==== SOURCE PASSAGE ====

143 Halima Afi Cassells

Born Detroit, 1981 / BA, Howard University / Lives in Detroit

Multimedia artist Halima Cassells relates her artistic trajectory to the birth of her three daughters – Nele, Nia-Rah, and Nzinga. This is a perfect illustration of Cassells’s belief that creativity is a practice that is inextricably intertwined with life. Homeschooled by “hippie” parents on the East Side of Detroit before heading to Nataki Talibah Schoolhouse and Cass Tech, Cassells identifies a visit to Tyree Guyton’s Heidelberg Project (Essay’d #109) as a disorienting, but ultimately life-changing event. “It was the first time I saw art living and breathing,” she says.

Fast forward a quarter-century, and Cassells is creating Indigo Children (2020), her own living and breathing installation in the Detroit Symphony Orchestra’s Sosnick Courtyard. In the work, tendrils of interwoven fabric wrap energetically around the austere metal railings along the park’s street frontage in homage to the social, cultural, historical, and metaphorical power of hair braiding. The fabric was mostly recycled or swapped, and then dyed with natural indigo in a “circle of love” consisting of numerous artist friends. The indigo-blue color is an acknowledgment of the moment of grief we are collectively experiencing, but the braids, woven together, speak to the strength of community.

====

--- INSTRUCTIONS TO FOLLOW ---
Retype the stretch of the Halima Cassells profile from "Fast forward a" through "strength of community." word for word. The data after this point is not needed for anything here.

==== GIVEN INFORMATION ====

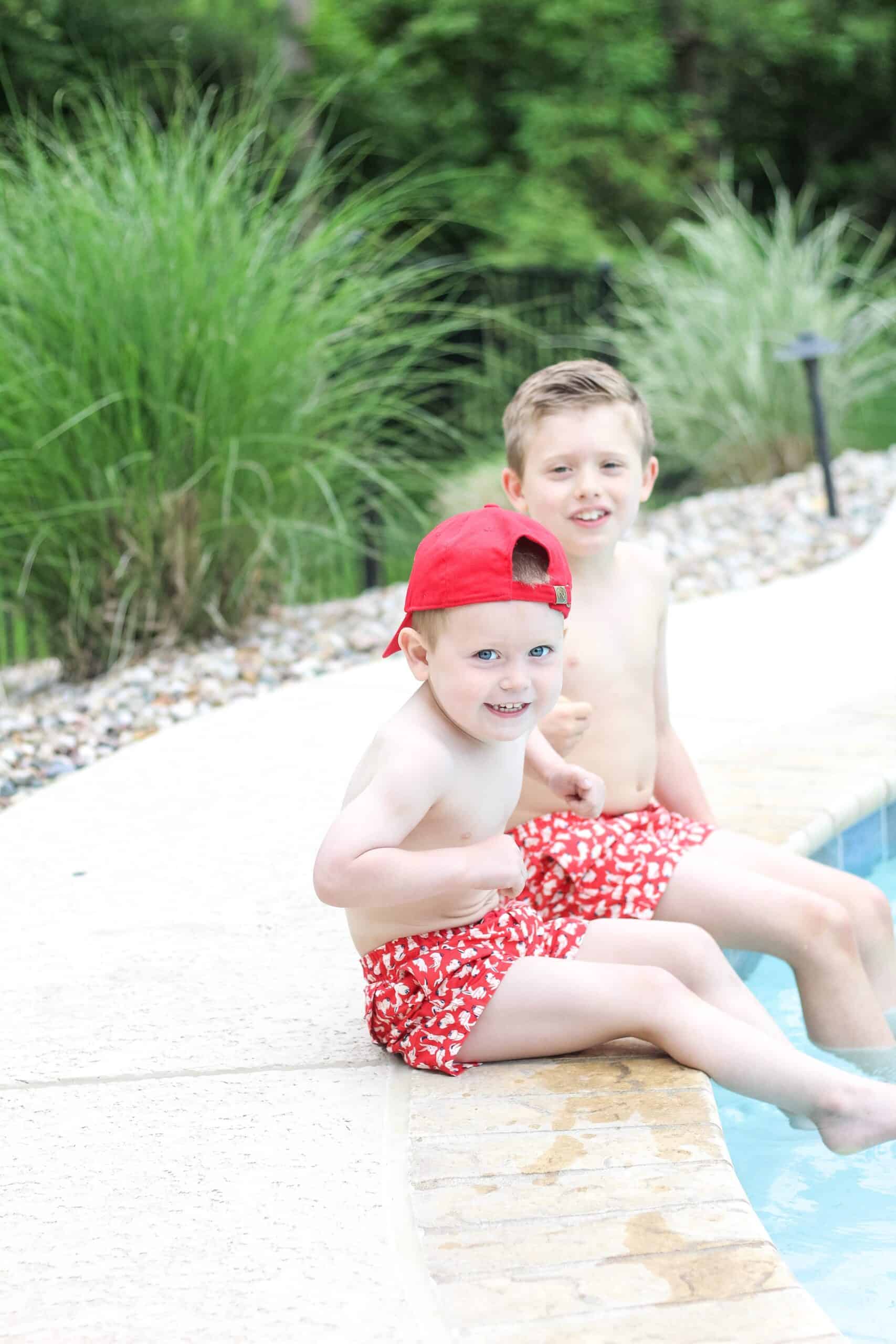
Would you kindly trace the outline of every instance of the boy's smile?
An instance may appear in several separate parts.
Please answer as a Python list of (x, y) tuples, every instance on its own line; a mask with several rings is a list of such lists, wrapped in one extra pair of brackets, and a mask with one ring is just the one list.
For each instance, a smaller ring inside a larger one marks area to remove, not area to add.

====

--- YOUR RESPONSE ---
Fast forward a quarter-century, and Cassells is creating Indigo Children (2020), her own living and breathing installation in the Detroit Symphony Orchestra’s Sosnick Courtyard. In the work, tendrils of interwoven fabric wrap energetically around the austere metal railings along the park’s street frontage in homage to the social, cultural, historical, and metaphorical power of hair braiding. The fabric was mostly recycled or swapped, and then dyed with natural indigo in a “circle of love” consisting of numerous artist friends. The indigo-blue color is an acknowledgment of the moment of grief we are collectively experiencing, but the braids, woven together, speak to the strength of community.